= What you need to do =
Provide only the number of lines in the records below that contain "pastel".

(Items from a dataset)
□ □ □ □
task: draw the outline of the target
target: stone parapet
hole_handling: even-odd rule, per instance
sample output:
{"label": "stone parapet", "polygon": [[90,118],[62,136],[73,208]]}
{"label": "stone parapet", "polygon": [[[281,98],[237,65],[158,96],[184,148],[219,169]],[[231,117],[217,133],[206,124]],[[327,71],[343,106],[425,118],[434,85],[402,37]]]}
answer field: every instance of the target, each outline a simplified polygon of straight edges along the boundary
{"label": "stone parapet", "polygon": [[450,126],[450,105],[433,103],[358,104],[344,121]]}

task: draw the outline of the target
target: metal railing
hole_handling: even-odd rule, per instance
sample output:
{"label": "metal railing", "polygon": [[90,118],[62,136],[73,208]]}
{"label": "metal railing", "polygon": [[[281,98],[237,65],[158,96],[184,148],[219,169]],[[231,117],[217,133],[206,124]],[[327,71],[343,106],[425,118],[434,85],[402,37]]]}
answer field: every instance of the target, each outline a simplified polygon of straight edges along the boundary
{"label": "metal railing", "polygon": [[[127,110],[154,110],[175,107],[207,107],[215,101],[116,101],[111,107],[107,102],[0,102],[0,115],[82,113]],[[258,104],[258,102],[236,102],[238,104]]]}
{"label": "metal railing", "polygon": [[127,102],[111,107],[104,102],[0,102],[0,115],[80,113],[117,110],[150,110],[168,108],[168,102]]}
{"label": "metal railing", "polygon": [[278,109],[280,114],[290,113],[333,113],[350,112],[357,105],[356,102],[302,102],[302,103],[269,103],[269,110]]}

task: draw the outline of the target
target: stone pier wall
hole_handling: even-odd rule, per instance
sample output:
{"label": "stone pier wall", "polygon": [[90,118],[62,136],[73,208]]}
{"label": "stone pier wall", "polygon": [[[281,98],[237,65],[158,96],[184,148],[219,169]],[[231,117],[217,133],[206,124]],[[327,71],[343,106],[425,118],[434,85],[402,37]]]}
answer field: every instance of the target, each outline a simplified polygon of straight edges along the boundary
□ □ □ □
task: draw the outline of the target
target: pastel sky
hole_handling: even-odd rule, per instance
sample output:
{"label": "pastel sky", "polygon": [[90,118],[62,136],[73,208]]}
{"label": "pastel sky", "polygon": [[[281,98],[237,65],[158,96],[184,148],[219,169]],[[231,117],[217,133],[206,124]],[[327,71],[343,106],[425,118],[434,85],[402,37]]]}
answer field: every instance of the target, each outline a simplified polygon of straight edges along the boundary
□ □ □ □
= Exercise answer =
3